start
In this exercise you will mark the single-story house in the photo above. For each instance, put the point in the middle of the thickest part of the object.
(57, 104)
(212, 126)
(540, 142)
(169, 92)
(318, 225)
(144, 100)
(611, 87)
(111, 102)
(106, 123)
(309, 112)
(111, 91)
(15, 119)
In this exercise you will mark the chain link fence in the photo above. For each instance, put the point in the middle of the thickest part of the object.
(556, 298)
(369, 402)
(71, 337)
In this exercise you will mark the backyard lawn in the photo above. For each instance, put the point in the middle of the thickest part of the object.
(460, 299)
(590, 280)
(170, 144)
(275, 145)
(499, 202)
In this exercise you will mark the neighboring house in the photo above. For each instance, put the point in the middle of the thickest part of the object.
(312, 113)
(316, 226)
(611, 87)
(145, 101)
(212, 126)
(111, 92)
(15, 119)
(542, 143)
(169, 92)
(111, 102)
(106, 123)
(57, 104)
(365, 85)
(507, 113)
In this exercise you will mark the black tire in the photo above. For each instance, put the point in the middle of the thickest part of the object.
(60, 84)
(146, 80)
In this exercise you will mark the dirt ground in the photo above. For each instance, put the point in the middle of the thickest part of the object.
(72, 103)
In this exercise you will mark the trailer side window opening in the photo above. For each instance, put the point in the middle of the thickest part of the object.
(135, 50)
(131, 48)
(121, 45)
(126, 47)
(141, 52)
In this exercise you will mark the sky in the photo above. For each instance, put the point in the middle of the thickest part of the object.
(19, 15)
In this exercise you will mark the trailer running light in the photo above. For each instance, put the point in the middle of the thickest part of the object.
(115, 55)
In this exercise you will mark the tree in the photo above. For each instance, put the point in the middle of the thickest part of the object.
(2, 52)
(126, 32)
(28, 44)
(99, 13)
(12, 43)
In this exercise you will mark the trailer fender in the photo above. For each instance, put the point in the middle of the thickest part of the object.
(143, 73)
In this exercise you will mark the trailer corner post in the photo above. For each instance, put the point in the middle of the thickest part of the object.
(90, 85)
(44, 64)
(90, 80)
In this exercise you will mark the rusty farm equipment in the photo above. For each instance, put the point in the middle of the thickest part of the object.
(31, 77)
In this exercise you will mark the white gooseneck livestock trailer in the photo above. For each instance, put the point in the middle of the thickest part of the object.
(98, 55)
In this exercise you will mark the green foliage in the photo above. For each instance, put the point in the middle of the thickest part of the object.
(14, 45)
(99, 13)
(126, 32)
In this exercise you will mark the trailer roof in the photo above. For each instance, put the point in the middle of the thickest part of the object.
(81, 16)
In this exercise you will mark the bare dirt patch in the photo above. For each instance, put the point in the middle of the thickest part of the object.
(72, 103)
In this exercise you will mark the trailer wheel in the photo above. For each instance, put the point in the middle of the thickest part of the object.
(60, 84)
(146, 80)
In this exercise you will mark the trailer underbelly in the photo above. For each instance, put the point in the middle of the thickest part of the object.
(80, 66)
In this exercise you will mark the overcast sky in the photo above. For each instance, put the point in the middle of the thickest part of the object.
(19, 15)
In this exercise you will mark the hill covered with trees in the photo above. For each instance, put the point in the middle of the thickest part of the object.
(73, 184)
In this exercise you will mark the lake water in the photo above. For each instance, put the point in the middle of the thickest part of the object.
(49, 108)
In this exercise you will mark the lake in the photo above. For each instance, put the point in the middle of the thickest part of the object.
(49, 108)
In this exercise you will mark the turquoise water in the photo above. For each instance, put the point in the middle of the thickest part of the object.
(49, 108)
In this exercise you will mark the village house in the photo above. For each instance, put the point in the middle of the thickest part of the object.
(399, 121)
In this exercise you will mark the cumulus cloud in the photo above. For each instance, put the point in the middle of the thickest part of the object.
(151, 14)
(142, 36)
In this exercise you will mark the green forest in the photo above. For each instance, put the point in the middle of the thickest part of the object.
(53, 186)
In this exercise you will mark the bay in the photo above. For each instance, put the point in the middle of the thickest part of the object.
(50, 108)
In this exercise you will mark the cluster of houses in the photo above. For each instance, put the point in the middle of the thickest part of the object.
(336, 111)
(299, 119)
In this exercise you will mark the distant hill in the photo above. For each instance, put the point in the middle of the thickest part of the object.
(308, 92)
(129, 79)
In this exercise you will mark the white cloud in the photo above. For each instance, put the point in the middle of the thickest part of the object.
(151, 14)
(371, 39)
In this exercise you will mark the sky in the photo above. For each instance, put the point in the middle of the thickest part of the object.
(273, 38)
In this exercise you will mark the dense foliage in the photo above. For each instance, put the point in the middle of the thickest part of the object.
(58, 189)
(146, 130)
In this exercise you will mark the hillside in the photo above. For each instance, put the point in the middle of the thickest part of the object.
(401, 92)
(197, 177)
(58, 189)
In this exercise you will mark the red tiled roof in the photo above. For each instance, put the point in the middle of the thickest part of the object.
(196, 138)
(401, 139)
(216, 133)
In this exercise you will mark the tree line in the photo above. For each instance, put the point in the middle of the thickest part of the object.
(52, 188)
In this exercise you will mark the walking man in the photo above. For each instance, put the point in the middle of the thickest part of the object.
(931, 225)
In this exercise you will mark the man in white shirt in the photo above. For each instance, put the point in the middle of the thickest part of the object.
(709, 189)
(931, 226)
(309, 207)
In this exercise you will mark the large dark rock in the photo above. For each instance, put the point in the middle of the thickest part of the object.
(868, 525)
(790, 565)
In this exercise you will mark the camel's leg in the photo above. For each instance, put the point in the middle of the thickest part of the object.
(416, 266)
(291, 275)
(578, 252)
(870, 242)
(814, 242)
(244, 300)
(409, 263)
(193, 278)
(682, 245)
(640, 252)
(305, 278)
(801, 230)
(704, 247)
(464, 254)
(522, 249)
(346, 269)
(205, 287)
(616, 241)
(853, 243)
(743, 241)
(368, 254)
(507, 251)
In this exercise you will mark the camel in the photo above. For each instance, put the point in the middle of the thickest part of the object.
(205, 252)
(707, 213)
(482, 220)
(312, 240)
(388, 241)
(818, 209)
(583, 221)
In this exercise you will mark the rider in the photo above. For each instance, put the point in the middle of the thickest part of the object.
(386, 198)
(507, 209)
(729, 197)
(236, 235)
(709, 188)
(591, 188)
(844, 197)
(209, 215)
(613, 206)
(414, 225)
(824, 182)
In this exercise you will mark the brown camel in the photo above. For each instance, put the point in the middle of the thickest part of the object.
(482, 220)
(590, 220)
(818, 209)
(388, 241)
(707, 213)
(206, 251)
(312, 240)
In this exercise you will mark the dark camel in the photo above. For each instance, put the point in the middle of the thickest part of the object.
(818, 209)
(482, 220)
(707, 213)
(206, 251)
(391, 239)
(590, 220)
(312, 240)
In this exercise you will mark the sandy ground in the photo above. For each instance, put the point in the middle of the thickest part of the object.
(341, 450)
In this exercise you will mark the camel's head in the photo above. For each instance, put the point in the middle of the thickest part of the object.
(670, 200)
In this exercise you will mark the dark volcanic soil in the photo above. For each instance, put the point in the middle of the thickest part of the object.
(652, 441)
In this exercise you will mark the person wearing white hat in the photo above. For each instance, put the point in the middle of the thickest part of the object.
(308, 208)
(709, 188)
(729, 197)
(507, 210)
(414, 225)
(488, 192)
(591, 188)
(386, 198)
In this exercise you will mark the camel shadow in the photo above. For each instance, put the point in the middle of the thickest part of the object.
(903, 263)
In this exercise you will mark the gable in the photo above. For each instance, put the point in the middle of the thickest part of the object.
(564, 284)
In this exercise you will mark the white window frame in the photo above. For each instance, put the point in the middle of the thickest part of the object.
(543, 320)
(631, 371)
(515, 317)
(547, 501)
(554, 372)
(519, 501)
end
DIRECTIONS: Turn all of the material above into a numbered list with one line per item, skipping any blank lines.

TASK RESPONSE:
1. In this exercise you will mark the single-story house in the photo above. For each instance, put the point in the middle of the thickest part of the object.
2. (57, 104)
3. (212, 126)
4. (540, 142)
5. (169, 92)
6. (318, 225)
7. (144, 100)
8. (611, 87)
9. (111, 102)
10. (106, 123)
11. (309, 112)
12. (111, 91)
13. (15, 119)
14. In this exercise you will mark the chain link fence in the photo above. For each instance, put the point in the middle of the thickest part of the object.
15. (556, 298)
16. (369, 402)
17. (71, 337)
18. In this exercise you will mark the backyard lawn in the photo above. For each instance, put the point in the middle of the thickest part of the object.
19. (460, 299)
20. (590, 280)
21. (170, 144)
22. (275, 145)
23. (499, 202)
24. In this exercise you will mark the neighboring house in the photo above. For each instance, put the point in the middle of the thickest part of the object.
25. (312, 113)
26. (316, 226)
27. (611, 87)
28. (145, 101)
29. (212, 126)
30. (111, 92)
31. (15, 119)
32. (542, 143)
33. (169, 92)
34. (111, 102)
35. (106, 123)
36. (57, 104)
37. (365, 85)
38. (507, 113)
39. In this exercise you will mark the black tire in the photo above. For each instance, put the point in the middle of the thickest part of the object.
40. (60, 84)
41. (146, 80)
42. In this exercise you will mark the dirt ground in the photo above. For each instance, put the point in the middle of the thickest part of the object.
43. (72, 103)
44. In this exercise you will mark the trailer side window opening in the photo above. For each instance, put the point in the middle of the thickest part of the object.
45. (135, 50)
46. (131, 48)
47. (121, 45)
48. (126, 47)
49. (141, 52)
50. In this exercise you will mark the sky in the photo above. For each instance, put the point in the middle of the thickest part of the object.
51. (19, 15)
52. In this exercise you will mark the trailer running light in the photo above. For each instance, put the point in the middle of the thickest part of the object.
53. (115, 55)
54. In this exercise you will mark the tree in the photo above. For each instance, put the point in the middle of the thickest part of the object.
55. (2, 52)
56. (126, 32)
57. (28, 44)
58. (99, 13)
59. (12, 43)
60. In this exercise you will mark the trailer fender in the photo above. For each instance, put the point in the middle of the thickest part of the object.
61. (143, 73)
62. In this exercise you will mark the trailer corner post in the photo above. For each instance, put the point in the middle of the thickest part of the object.
63. (90, 85)
64. (44, 64)
65. (90, 80)
66. In this exercise you will mark the rusty farm equipment in the photo above. For each instance, put the point in the middle of the thickest part of the object.
67. (31, 77)
68. In this exercise you will mark the white gooseneck livestock trailer in the photo above. For each instance, put the point in the middle of the thickest part of the object.
69. (98, 55)
70. In this exercise you will mark the green foliage in the photo above. For each instance, put the point in the middle of the thickest part of the object.
71. (14, 45)
72. (99, 13)
73. (126, 32)
74. In this exercise you will mark the trailer roof in the photo above. For each instance, put the point in the middle of the thickest part of the object.
75. (81, 16)
76. In this exercise you will mark the bare dirt patch in the photo above. For each instance, put the point in the middle of the thickest part of the object.
77. (72, 103)
78. In this exercise you will mark the trailer wheel in the photo above. For each instance, put the point in the middle of the thickest part of the object.
79. (60, 84)
80. (146, 80)
81. In this exercise you will mark the trailer underbelly in the photo above. For each instance, put the point in the middle of the thickest part of the object.
82. (80, 66)
83. In this exercise you will mark the overcast sky in the photo above. For each instance, put the point in the middle of the thickest part of the object.
84. (19, 15)
85. In this exercise you will mark the hill covered with trees in the photo above. For each instance, put the point in the middle of the thickest part of the object.
86. (73, 184)
87. In this exercise you will mark the lake water in the photo above. For each instance, put the point in the middle of the thickest part of the object.
88. (49, 108)
89. In this exercise you will mark the lake in the photo above. For each instance, put the point in the middle of the thickest part of the object.
90. (49, 108)
91. In this exercise you will mark the turquoise water in the photo above. For each instance, put the point in the middle of the thickest part of the object.
92. (49, 108)
93. In this exercise you will mark the village house in the photo above. For each instance, put the point in the middle of the thickest part of the object.
94. (399, 121)
95. In this exercise you will mark the cumulus cloud in the photo above. For each instance, put the point in the middle of the thickest part of the object.
96. (151, 14)
97. (142, 36)
98. In this exercise you will mark the green forest in the photo above. For each instance, put the point in the middle of the thickest part of the object.
99. (53, 186)
100. In this exercise you will mark the bay in the photo above. For each instance, put the point in the middle of the thickest part of the object.
101. (50, 108)
102. In this exercise you will mark the cluster of houses in the photo above. For each instance, put the point in the middle of the thickest part of the object.
103. (336, 111)
104. (299, 119)
105. In this exercise you will mark the distant hill in the photo above. For each instance, put the point in the middle of the thickest part of the object.
106. (308, 92)
107. (129, 79)
108. In this exercise you will mark the white cloud in the photo above. For each instance, put the point in the middle of the thickest part of the object.
109. (151, 14)
110. (371, 39)
111. In this exercise you will mark the sky in the photo above. For each instance, put the point in the middle of the thickest part of the object.
112. (273, 38)
113. In this exercise you will mark the dense foliage in the photo above. For each instance, put the point in the middle of the thickest part of the object.
114. (58, 189)
115. (146, 130)
116. In this exercise you will mark the hillside in the photo above. For each instance, put the point in the middle of the thickest part of the object.
117. (401, 92)
118. (197, 177)
119. (58, 189)
120. In this exercise you will mark the red tiled roof in the photo above. For each instance, put the point in the middle of the thickest part of the object.
121. (196, 138)
122. (401, 139)
123. (216, 133)
124. In this exercise you will mark the tree line in the photo above. For each instance, put the point in the middle of the thickest part of the object.
125. (52, 188)
126. In this exercise you will mark the walking man in the photo above. For each instance, put the point in the middle of the thickest part of the object.
127. (931, 225)
128. In this exercise you will mark the man in white shirt in the photo above. For each instance, put the point in the middle of the thickest part of the object.
129. (709, 189)
130. (931, 226)
131. (309, 207)
132. In this exercise you will mark the large dark rock in the photo above. For each instance, put the point in the middle of the thickest part of the object.
133. (868, 525)
134. (790, 565)
135. In this exercise you will mark the camel's leg in the photo above. For each instance, put the point in the middle of the thickest part of the object.
136. (416, 266)
137. (291, 275)
138. (578, 252)
139. (870, 242)
140. (814, 242)
141. (244, 300)
142. (409, 263)
143. (193, 278)
144. (682, 245)
145. (640, 252)
146. (305, 278)
147. (801, 230)
148. (704, 247)
149. (464, 254)
150. (522, 249)
151. (346, 269)
152. (205, 287)
153. (616, 241)
154. (853, 243)
155. (743, 241)
156. (368, 254)
157. (507, 251)
158. In this exercise you will mark the camel in the photo above. For each instance, put the point in the middle of the thickest part of the object.
159. (205, 252)
160. (707, 213)
161. (482, 220)
162. (312, 240)
163. (388, 241)
164. (818, 209)
165. (583, 221)
166. In this exercise you will mark the rider in the photo above. For each instance, put the point in the middle of the thickest part of the object.
167. (386, 198)
168. (507, 209)
169. (729, 197)
170. (236, 235)
171. (709, 188)
172. (591, 188)
173. (844, 197)
174. (209, 215)
175. (613, 206)
176. (414, 225)
177. (824, 182)
178. In this exercise you will mark the brown camel in the photo above. For each instance, put the point in the middle of the thickest part of the object.
179. (482, 220)
180. (590, 220)
181. (818, 209)
182. (388, 241)
183. (707, 213)
184. (206, 251)
185. (312, 240)
186. In this exercise you will mark the dark camel in the photo above. For each instance, put the point in the middle of the thickest part of the object.
187. (818, 209)
188. (482, 220)
189. (707, 213)
190. (206, 251)
191. (391, 239)
192. (590, 220)
193. (312, 240)
194. In this exercise you will mark the sandy ground in the photo above. For each instance, put the point in the middle of the thickest part of the object.
195. (341, 450)
196. In this exercise you will mark the camel's head in the photo above. For each instance, put the point in the middle of the thickest part of the object.
197. (670, 200)
198. In this exercise you will mark the dark volcanic soil in the photo above. For each instance, put the point in the middle of the thickest part of the object.
199. (652, 441)
200. In this exercise you will mark the person wearing white hat in the photo above. For each instance, put the point in the middle of the thickest part of the object.
201. (308, 208)
202. (709, 188)
203. (729, 197)
204. (507, 210)
205. (414, 225)
206. (488, 192)
207. (591, 188)
208. (386, 198)
209. In this exercise you will mark the camel shadow in the photo above. For each instance, put the point in the middle of the thickest part of the object.
210. (903, 263)
211. In this exercise you will mark the gable in the photo above. For each instance, put the point in the middle of the thickest part of the object.
212. (564, 284)
213. In this exercise you will mark the white window frame in the photo above. For each instance, put the point in the middle of the thickest part of the object.
214. (543, 320)
215. (631, 371)
216. (515, 317)
217. (547, 501)
218. (554, 372)
219. (519, 501)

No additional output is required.